Household Cleaners in our Islands’ Waters

 

Many commercial household cleaning products are not groundwater or septic friendly because they contain toxins including chlorine, ammonia, lye, hydrochloric and sulfuric acids, xylene, formaldehyde, phenol, ethanol, and cresol.

 

Protect yourself, your family, our groundwater and the environment by putting together a safe cleaning kit with inexpensive, effective ingredients. The building blocks for this kit are baking soda, liquid soap, steel wool, vegetable oil, borax, washing soda, white vinegar, lemon juice, cream of tartar, and salt.

 

ALL PURPOSE CLEANER Mix 125 ml pure soap with 4 litres hot water. Add 60 ml strained lemon juice to cut grease or dissolve 60 ml baking soda in 1 litre hot water. Mix equal parts of vinegar and salt for scouring.

 

DISHES Add pure soap flakes to hot water, add vinegar for tough grease.

 

LAUNDRY Borax can replace detergent -125 ml per average laundry load. To enhance, add 80 ml washing soda to the water as the machine is filling. Put clothes in, add 375 ml of pure soap flakes. For hard water add 60 ml of vinegar during the first rinse. This is also a fabric softener.

When switching from detergent to pure soap, wash items twice with 80 ml of washing soda only to remove residues and reduce yellowing.

Use a hydrogen peroxide bleach or 125 ml of washing soda in a load of laundry. And you can add 125 ml of borax for additional cleaning power.

 

BATHROOM CLEANERS AND DISINFECTANTS Clean surfaces regularly with ½ c. borax in approx. 4 litres hot water or pure soap in hot water. For TUB AND TILE, use a firm bristled brush with plain baking soda or a mixture of 125 ml pure soap in 4 litres hot water with baking soda added. For MOLD AND MILDEW, rub tiles and grout with a cloth moistened with vinegar, then scrub with an old tooth or nail brush.

 

TOILET BOWL CLEANER Use borax or mix borax and lemon juice and let stand, then scrub. For regular cleaning, use pure soap and water. For stubborn calcium stains, put 1000 mg of vitamin C in the bowl, leave overnight, and scrub.

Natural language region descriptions
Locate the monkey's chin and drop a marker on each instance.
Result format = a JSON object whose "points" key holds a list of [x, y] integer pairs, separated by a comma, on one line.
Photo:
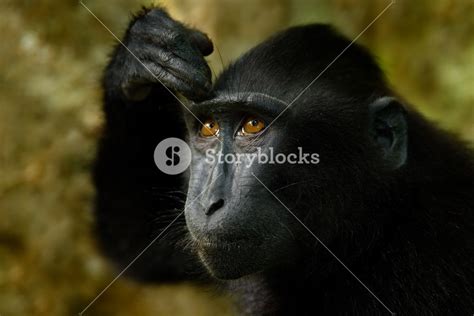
{"points": [[228, 261]]}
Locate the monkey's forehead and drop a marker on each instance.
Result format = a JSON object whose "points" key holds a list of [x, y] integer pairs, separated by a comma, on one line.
{"points": [[239, 98]]}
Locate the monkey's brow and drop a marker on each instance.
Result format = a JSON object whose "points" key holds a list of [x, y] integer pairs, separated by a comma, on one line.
{"points": [[256, 101]]}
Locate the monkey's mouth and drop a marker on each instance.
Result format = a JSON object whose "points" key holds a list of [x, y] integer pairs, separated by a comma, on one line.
{"points": [[224, 243], [231, 257]]}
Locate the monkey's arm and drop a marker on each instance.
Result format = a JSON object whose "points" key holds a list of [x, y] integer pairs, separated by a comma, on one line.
{"points": [[135, 200]]}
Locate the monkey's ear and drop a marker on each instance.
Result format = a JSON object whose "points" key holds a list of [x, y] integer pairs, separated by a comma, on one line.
{"points": [[388, 126]]}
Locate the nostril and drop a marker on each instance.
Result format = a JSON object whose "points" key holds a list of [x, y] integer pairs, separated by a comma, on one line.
{"points": [[215, 206]]}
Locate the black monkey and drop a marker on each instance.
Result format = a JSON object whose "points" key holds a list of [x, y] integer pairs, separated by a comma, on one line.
{"points": [[392, 196]]}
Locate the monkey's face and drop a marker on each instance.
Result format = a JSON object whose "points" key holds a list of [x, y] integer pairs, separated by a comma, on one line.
{"points": [[236, 224]]}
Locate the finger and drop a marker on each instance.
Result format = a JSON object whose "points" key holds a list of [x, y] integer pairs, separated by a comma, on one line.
{"points": [[202, 42]]}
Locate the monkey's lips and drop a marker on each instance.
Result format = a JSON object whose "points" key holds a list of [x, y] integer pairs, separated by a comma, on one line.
{"points": [[231, 258]]}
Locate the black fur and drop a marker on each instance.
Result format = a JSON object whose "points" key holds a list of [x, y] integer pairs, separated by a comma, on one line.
{"points": [[402, 223]]}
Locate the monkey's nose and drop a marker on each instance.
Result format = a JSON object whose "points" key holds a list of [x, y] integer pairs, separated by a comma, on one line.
{"points": [[214, 207]]}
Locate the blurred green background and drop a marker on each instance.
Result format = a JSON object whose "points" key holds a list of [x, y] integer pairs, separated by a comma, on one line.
{"points": [[52, 53]]}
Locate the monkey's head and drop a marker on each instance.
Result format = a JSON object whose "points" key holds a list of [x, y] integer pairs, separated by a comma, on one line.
{"points": [[278, 148]]}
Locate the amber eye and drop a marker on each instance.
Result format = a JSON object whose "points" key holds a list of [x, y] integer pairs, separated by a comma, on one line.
{"points": [[252, 125], [209, 128]]}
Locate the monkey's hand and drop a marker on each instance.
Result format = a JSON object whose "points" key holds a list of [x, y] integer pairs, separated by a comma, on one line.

What to do ::
• a. From the household cleaners text, return the passage from "BATHROOM CLEANERS AND" to "overnight, and scrub.".
• b. Answer these questions from the household cleaners text:
(i) How much borax can replace detergent for an average laundry load?
(ii) What goes in the toilet bowl overnight for stubborn calcium stains?
(iii) For mold and mildew, what is the cloth moistened with?
• c. Decide whether each statement agrees with the household cleaners text, and back each yes or no with a quote:
(i) Vinegar added during the first rinse also works as a fabric softener.
(ii) The all purpose cleaner calls for 250 ml of pure soap in 4 litres of hot water.
(iii) For dishes with tough grease, baking soda should be added.
The listing is separate material and has nothing to do with the household cleaners text.

Completed exercise ::
• a.
BATHROOM CLEANERS AND DISINFECTANTS Clean surfaces regularly with ½ c. borax in approx. 4 litres hot water or pure soap in hot water. For TUB AND TILE, use a firm bristled brush with plain baking soda or a mixture of 125 ml pure soap in 4 litres hot water with baking soda added. For MOLD AND MILDEW, rub tiles and grout with a cloth moistened with vinegar, then scrub with an old tooth or nail brush.

 

TOILET BOWL CLEANER Use borax or mix borax and lemon juice and let stand, then scrub. For regular cleaning, use pure soap and water. For stubborn calcium stains, put 1000 mg of vitamin C in the bowl, leave overnight, and scrub.

• b.
(i) 125 ml
(ii) 1000 mg of vitamin C
(iii) Vinegar

• c.
(i) Yes: "This is also a fabric softener."
(ii) No: "Mix 125 ml pure soap with 4 litres hot water."
(iii) No: "add vinegar for tough grease."